§ GOAL
Starting at the line of the data below that contains "Can you see the market umbrella" and ending with the final line, format each line as an item in a numbered list, omitting blank lines.

## Start DATA RECORDS

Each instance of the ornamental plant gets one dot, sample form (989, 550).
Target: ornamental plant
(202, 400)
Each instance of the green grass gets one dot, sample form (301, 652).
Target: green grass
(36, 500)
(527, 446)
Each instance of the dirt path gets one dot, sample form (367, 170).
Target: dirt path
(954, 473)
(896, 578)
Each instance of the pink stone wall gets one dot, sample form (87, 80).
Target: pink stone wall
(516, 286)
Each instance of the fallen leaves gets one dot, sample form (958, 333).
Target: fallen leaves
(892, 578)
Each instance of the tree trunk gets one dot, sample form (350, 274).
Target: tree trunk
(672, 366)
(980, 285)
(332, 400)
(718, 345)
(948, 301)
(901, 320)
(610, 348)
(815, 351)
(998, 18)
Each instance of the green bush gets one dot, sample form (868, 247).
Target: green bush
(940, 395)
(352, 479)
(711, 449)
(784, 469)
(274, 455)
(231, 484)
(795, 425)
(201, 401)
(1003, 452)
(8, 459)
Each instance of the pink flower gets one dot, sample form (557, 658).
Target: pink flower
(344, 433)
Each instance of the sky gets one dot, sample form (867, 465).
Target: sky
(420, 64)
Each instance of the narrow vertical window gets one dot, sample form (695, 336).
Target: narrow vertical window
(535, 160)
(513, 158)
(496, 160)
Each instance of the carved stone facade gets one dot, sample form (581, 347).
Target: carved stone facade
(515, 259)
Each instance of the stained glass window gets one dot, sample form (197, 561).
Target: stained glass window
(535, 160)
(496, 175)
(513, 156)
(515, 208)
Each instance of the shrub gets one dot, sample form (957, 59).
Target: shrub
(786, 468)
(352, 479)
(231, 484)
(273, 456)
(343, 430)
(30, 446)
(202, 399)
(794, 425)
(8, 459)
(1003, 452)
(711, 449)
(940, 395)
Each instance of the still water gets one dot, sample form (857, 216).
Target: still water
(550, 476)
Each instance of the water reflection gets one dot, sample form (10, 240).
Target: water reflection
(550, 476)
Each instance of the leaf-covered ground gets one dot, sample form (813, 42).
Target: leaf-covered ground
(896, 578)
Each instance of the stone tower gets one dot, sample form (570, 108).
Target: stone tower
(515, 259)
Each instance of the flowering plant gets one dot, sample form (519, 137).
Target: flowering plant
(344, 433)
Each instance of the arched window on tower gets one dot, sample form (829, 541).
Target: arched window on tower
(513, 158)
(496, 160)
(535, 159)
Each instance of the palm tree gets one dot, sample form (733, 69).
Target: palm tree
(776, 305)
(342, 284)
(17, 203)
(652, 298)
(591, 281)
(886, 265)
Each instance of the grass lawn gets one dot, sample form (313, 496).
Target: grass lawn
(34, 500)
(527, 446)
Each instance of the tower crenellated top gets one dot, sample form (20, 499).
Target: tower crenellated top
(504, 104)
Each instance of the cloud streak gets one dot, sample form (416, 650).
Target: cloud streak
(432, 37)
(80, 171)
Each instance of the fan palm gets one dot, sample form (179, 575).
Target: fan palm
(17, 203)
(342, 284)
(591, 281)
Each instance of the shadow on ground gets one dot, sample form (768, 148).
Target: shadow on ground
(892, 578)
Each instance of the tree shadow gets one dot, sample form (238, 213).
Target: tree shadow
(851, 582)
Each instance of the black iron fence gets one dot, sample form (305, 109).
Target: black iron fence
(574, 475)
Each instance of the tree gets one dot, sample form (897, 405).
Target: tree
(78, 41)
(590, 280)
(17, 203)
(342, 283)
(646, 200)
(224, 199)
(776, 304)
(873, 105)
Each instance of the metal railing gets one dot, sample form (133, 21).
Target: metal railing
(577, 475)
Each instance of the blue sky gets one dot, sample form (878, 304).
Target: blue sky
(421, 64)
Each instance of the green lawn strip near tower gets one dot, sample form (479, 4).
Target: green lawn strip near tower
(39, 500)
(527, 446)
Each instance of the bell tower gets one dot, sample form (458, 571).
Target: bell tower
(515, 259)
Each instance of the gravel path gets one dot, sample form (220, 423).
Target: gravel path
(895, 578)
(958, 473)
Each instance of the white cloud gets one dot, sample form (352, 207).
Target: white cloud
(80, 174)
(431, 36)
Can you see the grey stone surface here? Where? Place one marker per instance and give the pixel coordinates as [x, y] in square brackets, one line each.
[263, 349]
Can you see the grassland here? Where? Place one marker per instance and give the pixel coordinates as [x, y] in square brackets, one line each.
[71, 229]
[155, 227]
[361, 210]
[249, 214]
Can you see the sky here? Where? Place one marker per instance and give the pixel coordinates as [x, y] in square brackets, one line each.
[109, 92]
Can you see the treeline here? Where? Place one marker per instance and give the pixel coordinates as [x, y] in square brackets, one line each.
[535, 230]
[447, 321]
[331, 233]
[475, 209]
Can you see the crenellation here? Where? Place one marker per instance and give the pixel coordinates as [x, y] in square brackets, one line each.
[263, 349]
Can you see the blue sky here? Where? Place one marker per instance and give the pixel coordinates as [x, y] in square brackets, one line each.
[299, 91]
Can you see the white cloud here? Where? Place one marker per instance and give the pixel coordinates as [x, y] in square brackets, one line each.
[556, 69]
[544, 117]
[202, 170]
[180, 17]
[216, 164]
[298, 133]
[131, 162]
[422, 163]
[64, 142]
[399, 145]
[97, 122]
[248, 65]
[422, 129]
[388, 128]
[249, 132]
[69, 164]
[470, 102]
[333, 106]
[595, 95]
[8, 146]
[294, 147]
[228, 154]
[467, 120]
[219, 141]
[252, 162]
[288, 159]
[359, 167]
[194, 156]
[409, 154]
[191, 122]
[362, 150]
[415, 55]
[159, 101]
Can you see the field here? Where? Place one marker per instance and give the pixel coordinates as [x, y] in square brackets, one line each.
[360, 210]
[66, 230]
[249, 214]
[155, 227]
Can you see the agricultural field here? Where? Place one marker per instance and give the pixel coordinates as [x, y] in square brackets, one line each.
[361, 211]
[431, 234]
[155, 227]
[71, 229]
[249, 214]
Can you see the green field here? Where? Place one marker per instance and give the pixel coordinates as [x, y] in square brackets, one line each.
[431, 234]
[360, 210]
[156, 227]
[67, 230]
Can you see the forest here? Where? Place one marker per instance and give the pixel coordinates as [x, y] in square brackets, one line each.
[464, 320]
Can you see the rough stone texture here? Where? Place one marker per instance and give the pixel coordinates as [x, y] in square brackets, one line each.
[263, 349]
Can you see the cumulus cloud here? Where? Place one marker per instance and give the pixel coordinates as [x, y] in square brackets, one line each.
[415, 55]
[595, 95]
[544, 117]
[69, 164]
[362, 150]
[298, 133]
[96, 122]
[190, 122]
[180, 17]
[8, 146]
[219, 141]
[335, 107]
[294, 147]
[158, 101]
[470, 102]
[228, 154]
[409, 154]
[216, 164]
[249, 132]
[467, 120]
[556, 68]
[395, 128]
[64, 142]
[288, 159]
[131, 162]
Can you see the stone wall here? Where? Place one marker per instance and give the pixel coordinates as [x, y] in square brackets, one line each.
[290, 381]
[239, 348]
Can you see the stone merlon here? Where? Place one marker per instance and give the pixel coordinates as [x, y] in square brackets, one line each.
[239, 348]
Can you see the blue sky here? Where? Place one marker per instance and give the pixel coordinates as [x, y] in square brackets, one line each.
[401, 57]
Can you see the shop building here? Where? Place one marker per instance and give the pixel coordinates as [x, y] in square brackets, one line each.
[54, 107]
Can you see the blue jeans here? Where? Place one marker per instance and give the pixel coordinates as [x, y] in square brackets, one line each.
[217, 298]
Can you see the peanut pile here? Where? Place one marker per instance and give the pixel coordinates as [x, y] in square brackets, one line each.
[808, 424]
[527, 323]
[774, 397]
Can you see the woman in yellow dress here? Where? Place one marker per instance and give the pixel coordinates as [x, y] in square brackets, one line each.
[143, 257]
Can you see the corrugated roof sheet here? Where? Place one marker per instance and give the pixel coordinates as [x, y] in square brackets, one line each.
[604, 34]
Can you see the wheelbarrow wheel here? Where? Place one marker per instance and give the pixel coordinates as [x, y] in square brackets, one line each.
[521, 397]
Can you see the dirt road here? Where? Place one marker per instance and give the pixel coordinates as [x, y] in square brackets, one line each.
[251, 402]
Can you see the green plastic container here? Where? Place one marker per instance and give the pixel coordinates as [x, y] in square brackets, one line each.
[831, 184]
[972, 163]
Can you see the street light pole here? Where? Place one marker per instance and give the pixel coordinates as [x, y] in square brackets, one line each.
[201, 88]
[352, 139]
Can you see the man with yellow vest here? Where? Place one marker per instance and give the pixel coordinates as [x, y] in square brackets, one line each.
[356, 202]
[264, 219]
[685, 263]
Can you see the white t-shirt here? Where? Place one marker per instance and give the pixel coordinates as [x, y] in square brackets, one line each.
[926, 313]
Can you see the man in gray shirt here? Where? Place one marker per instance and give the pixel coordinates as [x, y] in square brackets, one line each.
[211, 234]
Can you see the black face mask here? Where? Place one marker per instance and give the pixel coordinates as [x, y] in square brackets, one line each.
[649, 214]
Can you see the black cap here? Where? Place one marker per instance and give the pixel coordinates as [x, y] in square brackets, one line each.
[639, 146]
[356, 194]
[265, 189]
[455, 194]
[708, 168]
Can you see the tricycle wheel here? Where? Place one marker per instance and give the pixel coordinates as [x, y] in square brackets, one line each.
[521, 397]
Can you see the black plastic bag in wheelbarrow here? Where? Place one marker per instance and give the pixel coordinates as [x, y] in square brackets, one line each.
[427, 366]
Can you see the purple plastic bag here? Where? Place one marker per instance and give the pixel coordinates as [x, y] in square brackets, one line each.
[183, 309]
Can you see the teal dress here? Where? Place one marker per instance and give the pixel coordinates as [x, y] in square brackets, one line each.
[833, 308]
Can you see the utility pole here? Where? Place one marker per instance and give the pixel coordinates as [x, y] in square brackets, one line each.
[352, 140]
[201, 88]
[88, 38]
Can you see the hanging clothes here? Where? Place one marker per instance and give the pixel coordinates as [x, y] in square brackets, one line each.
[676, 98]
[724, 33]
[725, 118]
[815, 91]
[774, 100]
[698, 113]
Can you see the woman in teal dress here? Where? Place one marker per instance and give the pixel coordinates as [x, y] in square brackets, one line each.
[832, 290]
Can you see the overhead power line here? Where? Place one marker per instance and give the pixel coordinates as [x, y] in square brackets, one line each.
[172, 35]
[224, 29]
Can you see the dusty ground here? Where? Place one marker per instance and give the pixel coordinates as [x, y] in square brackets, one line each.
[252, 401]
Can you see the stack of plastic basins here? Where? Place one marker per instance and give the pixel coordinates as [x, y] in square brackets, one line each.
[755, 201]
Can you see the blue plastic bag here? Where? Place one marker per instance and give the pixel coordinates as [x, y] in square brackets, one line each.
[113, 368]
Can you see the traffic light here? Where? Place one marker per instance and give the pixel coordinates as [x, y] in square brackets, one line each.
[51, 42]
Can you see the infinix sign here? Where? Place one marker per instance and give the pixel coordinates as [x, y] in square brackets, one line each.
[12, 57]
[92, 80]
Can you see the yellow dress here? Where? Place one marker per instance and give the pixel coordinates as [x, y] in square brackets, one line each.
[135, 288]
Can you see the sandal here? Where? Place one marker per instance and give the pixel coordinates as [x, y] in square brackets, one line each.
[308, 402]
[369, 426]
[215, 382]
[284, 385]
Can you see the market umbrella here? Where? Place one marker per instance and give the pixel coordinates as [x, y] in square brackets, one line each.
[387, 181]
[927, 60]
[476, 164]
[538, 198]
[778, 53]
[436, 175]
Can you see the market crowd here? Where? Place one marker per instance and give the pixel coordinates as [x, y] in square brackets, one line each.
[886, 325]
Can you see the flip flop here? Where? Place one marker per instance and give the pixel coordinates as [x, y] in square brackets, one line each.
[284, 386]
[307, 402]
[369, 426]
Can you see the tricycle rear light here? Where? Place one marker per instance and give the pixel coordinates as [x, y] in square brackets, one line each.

## End DATA RECORDS

§ REPLY
1. Can you see the market umbrella here? Where? Place one marker per instance and give the pixel coordinates as [x, y] in square brackets, one line each.
2. [387, 181]
3. [927, 60]
4. [476, 164]
5. [538, 198]
6. [778, 53]
7. [436, 175]
8. Can you see the market crowd here? Where? Place one marker per instance and give the pixel coordinates as [x, y] in square brackets, one line each.
9. [886, 325]
10. Can you see the flip flop here? Where? Place one marker per instance and give the pixel coordinates as [x, y] in square brackets, one line each.
11. [284, 386]
12. [307, 402]
13. [369, 426]
14. Can you see the tricycle rear light here? Where? Place one marker per instance and give the pixel coordinates as [x, y] in square brackets, one line each.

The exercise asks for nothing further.